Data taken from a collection
(begin)

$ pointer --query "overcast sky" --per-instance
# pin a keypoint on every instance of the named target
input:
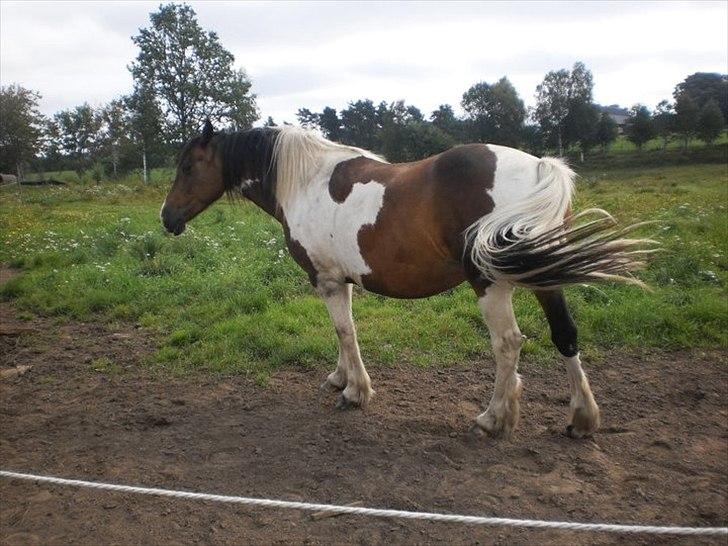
(428, 53)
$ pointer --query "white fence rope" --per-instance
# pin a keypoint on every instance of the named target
(376, 512)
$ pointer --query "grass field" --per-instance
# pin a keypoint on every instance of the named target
(226, 296)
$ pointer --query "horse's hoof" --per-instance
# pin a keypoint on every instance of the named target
(576, 433)
(345, 404)
(328, 387)
(475, 432)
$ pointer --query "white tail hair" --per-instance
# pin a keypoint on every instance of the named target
(298, 155)
(532, 243)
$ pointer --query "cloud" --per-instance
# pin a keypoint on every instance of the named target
(314, 54)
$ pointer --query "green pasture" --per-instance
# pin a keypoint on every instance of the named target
(226, 296)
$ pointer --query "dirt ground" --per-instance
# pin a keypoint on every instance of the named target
(660, 458)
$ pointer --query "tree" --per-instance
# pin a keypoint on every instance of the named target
(330, 124)
(664, 120)
(710, 122)
(307, 118)
(495, 112)
(115, 132)
(639, 127)
(360, 125)
(146, 126)
(416, 139)
(704, 87)
(79, 131)
(686, 117)
(559, 94)
(606, 131)
(20, 127)
(581, 126)
(190, 74)
(444, 119)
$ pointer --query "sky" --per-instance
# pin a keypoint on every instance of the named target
(317, 54)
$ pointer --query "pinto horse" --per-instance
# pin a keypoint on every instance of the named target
(493, 216)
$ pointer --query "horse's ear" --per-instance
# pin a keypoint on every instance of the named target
(207, 132)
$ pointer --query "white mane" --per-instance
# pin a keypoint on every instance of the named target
(299, 154)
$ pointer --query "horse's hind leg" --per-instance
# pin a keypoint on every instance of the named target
(502, 414)
(584, 418)
(350, 374)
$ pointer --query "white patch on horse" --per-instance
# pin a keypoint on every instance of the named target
(516, 174)
(328, 230)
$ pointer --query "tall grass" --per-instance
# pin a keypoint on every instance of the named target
(227, 297)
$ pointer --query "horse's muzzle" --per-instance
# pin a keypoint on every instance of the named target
(172, 220)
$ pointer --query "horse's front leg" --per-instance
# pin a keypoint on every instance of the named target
(350, 374)
(501, 416)
(584, 418)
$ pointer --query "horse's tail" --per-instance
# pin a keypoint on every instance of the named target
(536, 243)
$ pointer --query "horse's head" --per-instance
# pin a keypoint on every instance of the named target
(197, 184)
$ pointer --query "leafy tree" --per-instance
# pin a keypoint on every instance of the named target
(581, 126)
(639, 127)
(414, 140)
(190, 74)
(307, 118)
(704, 87)
(606, 131)
(360, 125)
(559, 94)
(406, 136)
(495, 112)
(20, 127)
(330, 124)
(146, 127)
(686, 117)
(533, 139)
(710, 122)
(115, 137)
(444, 119)
(664, 120)
(79, 131)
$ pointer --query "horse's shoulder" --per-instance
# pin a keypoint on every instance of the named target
(359, 169)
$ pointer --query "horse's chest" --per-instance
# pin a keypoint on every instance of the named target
(328, 231)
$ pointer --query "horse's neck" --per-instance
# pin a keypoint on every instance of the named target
(255, 192)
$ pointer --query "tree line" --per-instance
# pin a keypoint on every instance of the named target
(182, 74)
(564, 117)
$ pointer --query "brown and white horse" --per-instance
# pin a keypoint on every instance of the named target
(485, 214)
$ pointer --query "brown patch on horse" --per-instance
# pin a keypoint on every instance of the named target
(416, 246)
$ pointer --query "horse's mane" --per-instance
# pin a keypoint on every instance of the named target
(247, 154)
(282, 159)
(298, 154)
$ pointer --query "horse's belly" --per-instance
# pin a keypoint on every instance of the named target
(413, 281)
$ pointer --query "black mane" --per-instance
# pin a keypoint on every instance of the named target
(247, 155)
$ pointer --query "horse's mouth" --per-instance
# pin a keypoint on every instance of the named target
(178, 228)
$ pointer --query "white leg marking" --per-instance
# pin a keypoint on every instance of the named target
(502, 414)
(584, 418)
(350, 373)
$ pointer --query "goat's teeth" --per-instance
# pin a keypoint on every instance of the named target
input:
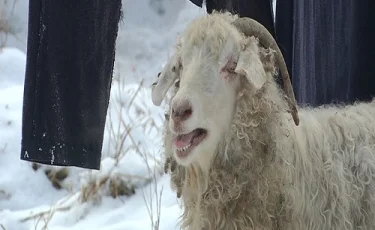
(184, 148)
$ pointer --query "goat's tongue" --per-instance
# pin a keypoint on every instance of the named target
(185, 139)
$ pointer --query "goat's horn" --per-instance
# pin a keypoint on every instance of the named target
(250, 27)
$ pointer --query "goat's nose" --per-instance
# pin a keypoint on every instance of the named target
(182, 111)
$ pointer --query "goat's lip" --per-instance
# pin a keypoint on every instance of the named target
(186, 142)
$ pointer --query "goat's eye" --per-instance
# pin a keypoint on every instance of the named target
(166, 116)
(177, 84)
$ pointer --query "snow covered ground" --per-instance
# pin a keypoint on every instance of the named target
(28, 200)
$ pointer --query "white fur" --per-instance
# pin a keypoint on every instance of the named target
(256, 169)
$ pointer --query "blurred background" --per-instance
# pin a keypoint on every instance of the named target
(130, 192)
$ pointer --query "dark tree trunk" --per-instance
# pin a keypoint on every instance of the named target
(333, 49)
(70, 57)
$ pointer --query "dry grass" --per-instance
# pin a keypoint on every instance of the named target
(127, 116)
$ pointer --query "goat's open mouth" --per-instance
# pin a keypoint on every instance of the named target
(186, 142)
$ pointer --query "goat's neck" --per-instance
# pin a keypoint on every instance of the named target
(244, 165)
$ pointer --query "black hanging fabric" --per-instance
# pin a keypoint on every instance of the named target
(70, 58)
(332, 49)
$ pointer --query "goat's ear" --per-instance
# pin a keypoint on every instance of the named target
(250, 65)
(168, 75)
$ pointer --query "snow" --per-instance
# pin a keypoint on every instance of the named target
(27, 198)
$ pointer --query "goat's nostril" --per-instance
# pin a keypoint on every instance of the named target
(187, 113)
(182, 113)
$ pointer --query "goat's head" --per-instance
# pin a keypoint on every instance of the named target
(217, 51)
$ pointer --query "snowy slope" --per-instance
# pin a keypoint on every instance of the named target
(27, 198)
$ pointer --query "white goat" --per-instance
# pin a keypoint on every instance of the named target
(242, 163)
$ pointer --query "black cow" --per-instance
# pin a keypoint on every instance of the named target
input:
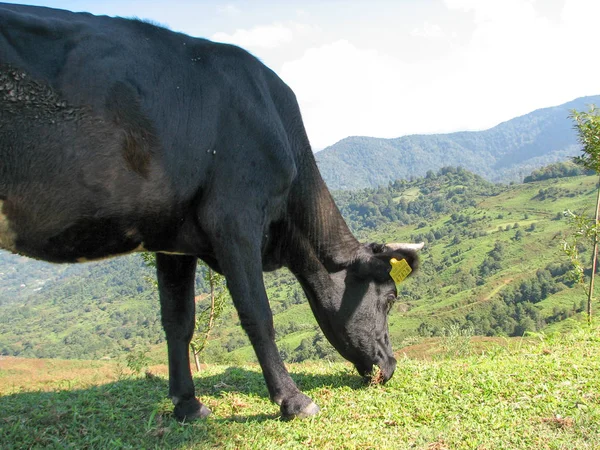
(119, 136)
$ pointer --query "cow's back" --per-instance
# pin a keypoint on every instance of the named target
(113, 129)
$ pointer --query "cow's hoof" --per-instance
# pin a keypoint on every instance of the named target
(298, 407)
(189, 410)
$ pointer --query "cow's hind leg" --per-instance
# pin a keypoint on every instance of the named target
(237, 247)
(176, 275)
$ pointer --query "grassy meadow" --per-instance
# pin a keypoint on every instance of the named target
(455, 392)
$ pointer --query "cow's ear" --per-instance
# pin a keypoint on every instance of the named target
(396, 265)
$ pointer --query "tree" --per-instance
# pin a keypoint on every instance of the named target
(587, 125)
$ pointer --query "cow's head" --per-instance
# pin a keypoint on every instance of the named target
(354, 316)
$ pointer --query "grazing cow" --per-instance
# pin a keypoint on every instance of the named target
(119, 136)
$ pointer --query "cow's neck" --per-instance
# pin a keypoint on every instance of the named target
(317, 222)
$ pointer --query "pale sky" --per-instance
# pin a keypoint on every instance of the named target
(388, 68)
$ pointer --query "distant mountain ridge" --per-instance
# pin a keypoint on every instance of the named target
(506, 152)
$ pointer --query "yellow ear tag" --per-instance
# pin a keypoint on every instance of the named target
(400, 270)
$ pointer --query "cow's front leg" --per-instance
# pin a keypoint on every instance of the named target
(240, 260)
(176, 275)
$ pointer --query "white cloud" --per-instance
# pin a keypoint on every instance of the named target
(516, 60)
(229, 9)
(268, 36)
(428, 30)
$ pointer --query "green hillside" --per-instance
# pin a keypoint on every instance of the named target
(528, 394)
(492, 266)
(504, 153)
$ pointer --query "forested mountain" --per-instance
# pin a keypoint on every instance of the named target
(492, 264)
(506, 152)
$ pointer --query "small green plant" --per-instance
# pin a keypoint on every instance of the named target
(456, 341)
(137, 361)
(207, 318)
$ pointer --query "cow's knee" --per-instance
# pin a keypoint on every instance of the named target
(299, 406)
(189, 409)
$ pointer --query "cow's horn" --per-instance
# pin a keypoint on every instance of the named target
(398, 246)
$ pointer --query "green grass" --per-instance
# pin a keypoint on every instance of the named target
(544, 394)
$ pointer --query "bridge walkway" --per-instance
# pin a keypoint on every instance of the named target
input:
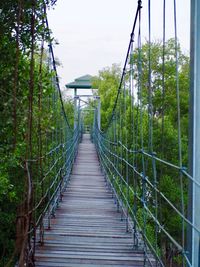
(87, 230)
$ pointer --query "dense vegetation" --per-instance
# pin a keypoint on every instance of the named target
(141, 126)
(32, 122)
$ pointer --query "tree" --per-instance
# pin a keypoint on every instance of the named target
(147, 120)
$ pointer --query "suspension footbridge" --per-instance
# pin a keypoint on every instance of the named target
(125, 194)
(87, 229)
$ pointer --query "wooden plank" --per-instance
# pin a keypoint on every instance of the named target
(87, 230)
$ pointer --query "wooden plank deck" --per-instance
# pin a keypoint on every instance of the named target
(87, 230)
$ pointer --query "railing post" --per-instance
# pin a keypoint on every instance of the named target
(194, 198)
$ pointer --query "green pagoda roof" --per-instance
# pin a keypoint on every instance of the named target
(84, 82)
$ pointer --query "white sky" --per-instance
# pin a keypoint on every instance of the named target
(95, 34)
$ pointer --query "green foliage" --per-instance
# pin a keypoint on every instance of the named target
(142, 129)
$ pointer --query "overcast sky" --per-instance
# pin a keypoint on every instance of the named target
(94, 34)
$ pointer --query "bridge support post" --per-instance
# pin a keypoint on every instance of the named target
(194, 198)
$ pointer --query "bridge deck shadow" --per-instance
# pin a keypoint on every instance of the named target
(87, 229)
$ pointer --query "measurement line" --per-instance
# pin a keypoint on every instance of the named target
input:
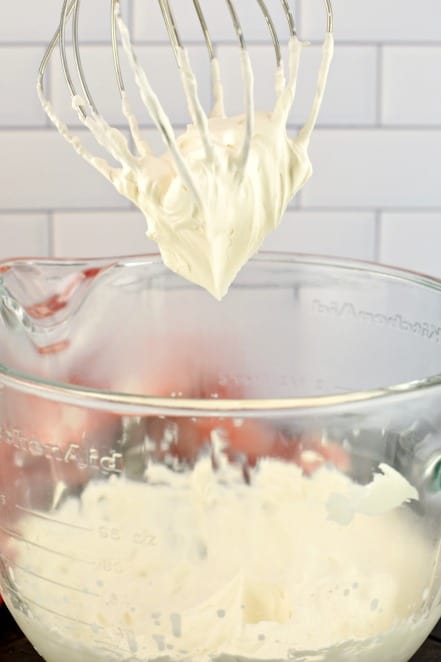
(19, 537)
(47, 518)
(52, 581)
(25, 599)
(113, 647)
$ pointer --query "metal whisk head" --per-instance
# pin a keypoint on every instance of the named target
(247, 156)
(67, 37)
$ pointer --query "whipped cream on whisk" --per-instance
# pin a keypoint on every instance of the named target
(219, 189)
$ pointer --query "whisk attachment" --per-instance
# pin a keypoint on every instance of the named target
(217, 157)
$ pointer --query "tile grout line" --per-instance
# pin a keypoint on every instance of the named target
(380, 79)
(51, 235)
(377, 235)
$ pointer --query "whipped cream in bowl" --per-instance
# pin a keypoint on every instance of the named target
(220, 481)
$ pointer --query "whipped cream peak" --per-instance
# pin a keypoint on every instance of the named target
(224, 183)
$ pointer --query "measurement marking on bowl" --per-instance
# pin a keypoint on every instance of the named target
(52, 581)
(19, 537)
(113, 648)
(24, 598)
(48, 518)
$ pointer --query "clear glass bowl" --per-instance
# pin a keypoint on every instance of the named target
(257, 479)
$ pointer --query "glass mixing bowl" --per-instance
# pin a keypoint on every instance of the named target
(256, 479)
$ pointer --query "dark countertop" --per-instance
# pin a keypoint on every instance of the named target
(15, 648)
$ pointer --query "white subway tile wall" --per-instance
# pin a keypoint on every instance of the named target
(376, 189)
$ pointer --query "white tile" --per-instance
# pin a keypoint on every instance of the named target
(347, 234)
(350, 95)
(374, 169)
(411, 85)
(23, 235)
(160, 66)
(374, 20)
(100, 234)
(149, 24)
(28, 21)
(412, 241)
(43, 172)
(18, 76)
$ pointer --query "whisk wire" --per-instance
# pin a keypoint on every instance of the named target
(78, 61)
(272, 29)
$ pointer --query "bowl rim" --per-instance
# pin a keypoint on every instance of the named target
(136, 404)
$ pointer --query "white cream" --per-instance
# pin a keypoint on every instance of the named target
(213, 569)
(224, 184)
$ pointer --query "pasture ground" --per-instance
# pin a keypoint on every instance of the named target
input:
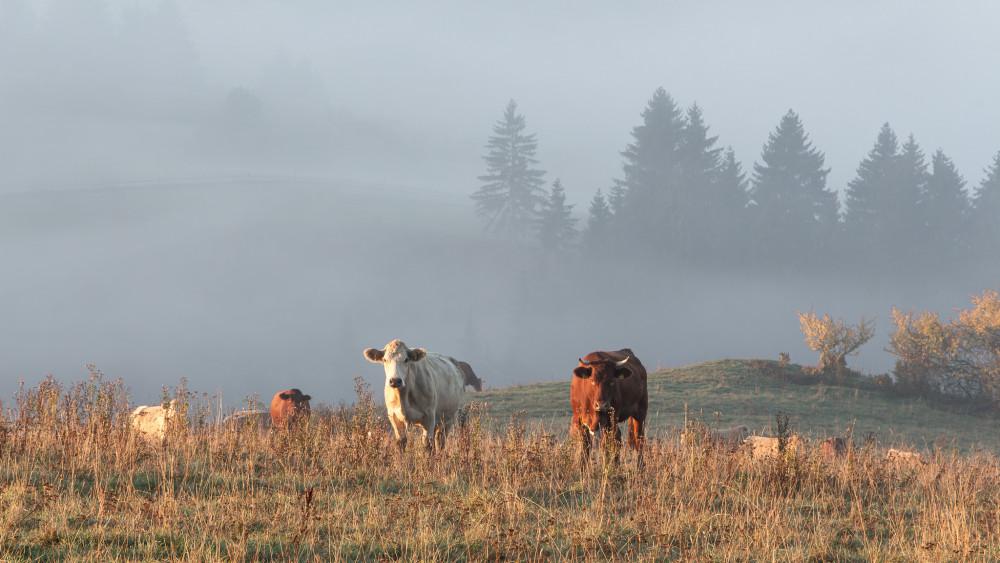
(76, 484)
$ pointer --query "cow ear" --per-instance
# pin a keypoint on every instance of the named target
(374, 355)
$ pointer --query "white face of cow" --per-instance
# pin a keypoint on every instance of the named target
(395, 359)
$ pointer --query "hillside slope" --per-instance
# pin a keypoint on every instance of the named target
(739, 395)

(end)

WHAT THE TASK REQUIRES:
Count the lines of the material above that contain the string "tail".

CORRECT RESULT:
2